**PROBLEM DESCRIPTION**
Using the entries below, quote exactly the span of lines that begins with the line containing "If you would be willing to indicate the cylindrical" and ends with the final line.
::::::::::
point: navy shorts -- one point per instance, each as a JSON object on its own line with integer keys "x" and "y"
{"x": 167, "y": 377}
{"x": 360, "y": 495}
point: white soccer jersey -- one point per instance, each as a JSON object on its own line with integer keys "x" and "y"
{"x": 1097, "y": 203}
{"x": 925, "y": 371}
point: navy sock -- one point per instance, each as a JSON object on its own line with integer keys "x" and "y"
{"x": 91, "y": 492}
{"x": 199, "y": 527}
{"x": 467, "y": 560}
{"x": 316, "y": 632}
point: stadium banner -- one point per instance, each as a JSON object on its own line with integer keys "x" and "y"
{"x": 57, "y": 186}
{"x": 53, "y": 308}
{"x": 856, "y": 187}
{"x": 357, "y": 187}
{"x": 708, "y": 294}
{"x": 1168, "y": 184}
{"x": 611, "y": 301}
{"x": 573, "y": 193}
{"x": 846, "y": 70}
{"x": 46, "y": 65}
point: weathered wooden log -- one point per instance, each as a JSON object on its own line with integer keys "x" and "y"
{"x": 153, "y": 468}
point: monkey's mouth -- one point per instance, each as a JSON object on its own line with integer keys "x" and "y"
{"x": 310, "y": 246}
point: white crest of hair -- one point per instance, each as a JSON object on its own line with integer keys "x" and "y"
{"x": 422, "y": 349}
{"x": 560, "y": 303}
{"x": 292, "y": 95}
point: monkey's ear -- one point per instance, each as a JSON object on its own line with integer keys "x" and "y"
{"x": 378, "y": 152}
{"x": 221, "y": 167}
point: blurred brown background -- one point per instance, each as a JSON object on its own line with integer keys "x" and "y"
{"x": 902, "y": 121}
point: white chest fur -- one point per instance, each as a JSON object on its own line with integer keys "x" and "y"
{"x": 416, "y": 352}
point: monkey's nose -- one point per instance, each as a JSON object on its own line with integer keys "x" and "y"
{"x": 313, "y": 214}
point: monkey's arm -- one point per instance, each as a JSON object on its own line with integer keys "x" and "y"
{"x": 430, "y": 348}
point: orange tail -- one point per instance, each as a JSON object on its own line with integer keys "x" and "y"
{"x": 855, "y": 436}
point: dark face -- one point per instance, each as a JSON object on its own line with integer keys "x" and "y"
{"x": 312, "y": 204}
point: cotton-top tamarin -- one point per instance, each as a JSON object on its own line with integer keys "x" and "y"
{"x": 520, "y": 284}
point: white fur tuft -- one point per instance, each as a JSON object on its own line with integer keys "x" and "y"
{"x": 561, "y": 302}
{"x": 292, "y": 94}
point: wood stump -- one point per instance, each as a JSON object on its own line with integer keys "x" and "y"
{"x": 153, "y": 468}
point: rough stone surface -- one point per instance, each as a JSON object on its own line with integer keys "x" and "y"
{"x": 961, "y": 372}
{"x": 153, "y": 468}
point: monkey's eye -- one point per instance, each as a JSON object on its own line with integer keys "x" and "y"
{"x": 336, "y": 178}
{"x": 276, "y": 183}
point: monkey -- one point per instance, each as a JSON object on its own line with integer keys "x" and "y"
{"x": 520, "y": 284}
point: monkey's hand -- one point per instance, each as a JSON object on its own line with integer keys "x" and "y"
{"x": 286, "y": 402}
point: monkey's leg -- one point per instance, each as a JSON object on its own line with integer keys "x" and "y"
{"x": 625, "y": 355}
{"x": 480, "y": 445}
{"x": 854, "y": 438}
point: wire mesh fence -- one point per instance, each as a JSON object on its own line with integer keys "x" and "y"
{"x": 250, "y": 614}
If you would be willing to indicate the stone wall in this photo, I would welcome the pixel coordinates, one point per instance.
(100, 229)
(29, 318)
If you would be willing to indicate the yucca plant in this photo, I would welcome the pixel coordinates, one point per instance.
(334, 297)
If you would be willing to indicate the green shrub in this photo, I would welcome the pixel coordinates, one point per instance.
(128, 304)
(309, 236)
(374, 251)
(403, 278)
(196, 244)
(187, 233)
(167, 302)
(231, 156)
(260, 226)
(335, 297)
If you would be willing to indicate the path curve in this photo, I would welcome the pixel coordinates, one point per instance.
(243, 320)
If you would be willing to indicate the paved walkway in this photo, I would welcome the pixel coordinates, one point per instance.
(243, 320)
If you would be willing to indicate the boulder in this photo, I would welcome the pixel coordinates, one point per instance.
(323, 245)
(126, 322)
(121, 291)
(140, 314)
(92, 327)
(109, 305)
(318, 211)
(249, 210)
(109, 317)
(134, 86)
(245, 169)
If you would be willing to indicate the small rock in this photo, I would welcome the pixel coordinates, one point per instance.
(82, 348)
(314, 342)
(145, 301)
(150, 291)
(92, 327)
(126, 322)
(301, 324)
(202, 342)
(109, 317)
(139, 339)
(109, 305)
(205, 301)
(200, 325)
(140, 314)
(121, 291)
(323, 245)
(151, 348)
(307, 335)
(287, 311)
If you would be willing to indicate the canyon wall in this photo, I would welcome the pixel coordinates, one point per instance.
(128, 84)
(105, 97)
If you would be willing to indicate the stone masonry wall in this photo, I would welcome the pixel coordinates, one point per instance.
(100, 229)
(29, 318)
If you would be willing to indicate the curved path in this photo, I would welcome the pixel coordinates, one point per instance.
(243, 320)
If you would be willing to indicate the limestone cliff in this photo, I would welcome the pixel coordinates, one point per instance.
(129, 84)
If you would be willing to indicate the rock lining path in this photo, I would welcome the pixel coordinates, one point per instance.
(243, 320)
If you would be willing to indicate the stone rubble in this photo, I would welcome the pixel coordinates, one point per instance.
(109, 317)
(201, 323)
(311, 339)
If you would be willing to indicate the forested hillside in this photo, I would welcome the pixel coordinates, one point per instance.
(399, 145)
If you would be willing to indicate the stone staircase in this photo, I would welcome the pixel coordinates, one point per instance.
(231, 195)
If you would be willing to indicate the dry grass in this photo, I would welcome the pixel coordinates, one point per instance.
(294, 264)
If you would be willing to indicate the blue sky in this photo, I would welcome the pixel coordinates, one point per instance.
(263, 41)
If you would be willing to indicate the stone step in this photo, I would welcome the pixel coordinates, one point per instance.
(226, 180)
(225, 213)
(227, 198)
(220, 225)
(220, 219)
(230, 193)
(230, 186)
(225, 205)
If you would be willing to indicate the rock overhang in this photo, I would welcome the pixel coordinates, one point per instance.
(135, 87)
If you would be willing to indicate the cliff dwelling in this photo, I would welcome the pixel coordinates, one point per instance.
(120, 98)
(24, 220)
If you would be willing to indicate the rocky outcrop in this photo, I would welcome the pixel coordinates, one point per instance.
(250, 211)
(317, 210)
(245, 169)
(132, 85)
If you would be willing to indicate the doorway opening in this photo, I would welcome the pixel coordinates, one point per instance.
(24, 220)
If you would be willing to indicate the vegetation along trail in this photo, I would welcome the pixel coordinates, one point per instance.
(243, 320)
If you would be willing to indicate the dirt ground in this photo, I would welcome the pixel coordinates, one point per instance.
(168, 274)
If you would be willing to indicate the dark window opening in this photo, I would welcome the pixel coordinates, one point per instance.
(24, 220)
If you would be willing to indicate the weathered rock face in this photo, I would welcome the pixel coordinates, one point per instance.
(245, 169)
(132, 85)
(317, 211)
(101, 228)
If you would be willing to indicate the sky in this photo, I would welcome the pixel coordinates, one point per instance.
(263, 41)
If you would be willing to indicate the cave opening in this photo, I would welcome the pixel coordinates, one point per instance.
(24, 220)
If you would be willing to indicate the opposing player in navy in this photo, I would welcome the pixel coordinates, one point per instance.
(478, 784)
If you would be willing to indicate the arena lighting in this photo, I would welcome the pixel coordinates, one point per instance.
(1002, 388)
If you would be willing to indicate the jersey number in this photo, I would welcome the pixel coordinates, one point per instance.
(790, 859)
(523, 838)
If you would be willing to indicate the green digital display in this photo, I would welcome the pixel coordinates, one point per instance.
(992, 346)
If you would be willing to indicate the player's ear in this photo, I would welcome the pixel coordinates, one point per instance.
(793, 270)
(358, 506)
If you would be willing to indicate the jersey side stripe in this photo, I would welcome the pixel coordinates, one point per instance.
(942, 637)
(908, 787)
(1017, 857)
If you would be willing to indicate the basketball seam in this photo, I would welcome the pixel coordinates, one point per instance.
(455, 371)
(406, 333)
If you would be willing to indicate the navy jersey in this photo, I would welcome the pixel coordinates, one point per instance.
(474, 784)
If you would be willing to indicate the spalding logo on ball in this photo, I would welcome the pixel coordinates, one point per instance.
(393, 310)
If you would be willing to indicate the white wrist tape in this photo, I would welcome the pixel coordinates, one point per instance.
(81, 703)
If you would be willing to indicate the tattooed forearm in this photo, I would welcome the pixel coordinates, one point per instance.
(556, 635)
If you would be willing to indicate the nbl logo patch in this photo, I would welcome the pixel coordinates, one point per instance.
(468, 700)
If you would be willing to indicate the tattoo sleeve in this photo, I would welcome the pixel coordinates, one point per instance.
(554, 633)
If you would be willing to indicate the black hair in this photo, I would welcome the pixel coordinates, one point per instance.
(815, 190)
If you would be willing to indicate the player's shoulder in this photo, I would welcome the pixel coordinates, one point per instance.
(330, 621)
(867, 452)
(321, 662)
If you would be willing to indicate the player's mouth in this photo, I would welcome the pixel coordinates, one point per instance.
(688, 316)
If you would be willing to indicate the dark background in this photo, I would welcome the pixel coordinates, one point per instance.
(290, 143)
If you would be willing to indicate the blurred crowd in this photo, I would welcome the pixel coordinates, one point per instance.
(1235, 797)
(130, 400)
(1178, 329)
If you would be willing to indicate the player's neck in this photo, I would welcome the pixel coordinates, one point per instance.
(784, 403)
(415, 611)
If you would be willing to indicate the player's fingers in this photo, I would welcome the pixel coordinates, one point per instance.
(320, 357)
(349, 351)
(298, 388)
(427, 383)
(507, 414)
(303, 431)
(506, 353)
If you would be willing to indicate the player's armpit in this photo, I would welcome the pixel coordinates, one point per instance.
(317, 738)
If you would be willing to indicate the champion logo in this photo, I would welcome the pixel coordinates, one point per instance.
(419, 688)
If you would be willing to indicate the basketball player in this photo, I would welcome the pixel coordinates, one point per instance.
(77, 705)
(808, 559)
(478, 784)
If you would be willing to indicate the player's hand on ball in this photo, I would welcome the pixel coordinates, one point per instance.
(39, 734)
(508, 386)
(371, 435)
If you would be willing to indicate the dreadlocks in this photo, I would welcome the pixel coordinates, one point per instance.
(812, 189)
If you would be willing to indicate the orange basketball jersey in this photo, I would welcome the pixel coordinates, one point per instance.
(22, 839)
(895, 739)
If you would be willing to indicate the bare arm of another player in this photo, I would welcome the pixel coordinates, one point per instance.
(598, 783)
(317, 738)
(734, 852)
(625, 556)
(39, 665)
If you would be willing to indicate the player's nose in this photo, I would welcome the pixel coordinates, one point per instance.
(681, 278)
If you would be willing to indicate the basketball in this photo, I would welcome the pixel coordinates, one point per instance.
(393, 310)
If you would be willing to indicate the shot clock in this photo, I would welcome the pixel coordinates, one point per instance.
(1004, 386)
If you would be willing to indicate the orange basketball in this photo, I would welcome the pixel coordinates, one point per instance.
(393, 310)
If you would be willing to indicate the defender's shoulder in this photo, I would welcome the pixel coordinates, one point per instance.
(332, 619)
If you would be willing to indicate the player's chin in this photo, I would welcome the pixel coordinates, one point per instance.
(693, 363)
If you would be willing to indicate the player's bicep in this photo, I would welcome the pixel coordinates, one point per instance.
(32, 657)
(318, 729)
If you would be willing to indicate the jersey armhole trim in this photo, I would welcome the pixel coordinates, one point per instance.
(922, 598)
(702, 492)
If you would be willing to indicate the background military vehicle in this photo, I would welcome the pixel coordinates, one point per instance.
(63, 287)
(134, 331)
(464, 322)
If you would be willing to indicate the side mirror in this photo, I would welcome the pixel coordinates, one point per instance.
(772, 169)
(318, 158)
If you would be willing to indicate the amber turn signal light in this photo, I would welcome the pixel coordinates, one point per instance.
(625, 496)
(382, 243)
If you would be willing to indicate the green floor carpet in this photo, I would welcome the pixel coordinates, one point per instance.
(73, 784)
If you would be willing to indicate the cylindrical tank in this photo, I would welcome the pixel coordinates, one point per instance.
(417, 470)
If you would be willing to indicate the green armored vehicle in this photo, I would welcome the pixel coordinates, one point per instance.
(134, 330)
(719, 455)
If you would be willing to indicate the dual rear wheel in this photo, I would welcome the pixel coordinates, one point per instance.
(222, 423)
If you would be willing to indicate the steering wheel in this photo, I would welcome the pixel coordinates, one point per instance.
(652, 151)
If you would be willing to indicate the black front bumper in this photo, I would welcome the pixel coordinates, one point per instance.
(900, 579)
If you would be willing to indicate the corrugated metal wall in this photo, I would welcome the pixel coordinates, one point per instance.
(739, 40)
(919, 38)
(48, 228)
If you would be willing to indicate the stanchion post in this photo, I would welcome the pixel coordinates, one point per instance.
::::::::::
**EXPECTED ANSWER**
If you would be willing to indicate the cylindrical tank in this photo, I would welcome the pixel coordinates, one point per instance.
(417, 470)
If you would be willing to indicate the green armored vehicle in this photo, I would welcome the pixel coordinates, one point per instance.
(134, 330)
(719, 455)
If you would be willing to indicate the dual rear wheel in this photo, I would welcome the pixel coordinates, one point per instance.
(222, 423)
If you would be willing to indicate the steering wheel in this photo, I would welcome the pixel coordinates, one point per instance.
(652, 151)
If you would be willing to indicate the black front bumper in this photo, I would welcome the pixel coordinates, one point per instance.
(900, 579)
If you would be willing to indicate the corrugated metal wall in this photo, I would welcome the pixel coordinates, one point per instance.
(739, 40)
(919, 38)
(48, 228)
If you would be willing to indicate the stanchion post in this photo, I would welcome the pixel coordinates, one point per instance.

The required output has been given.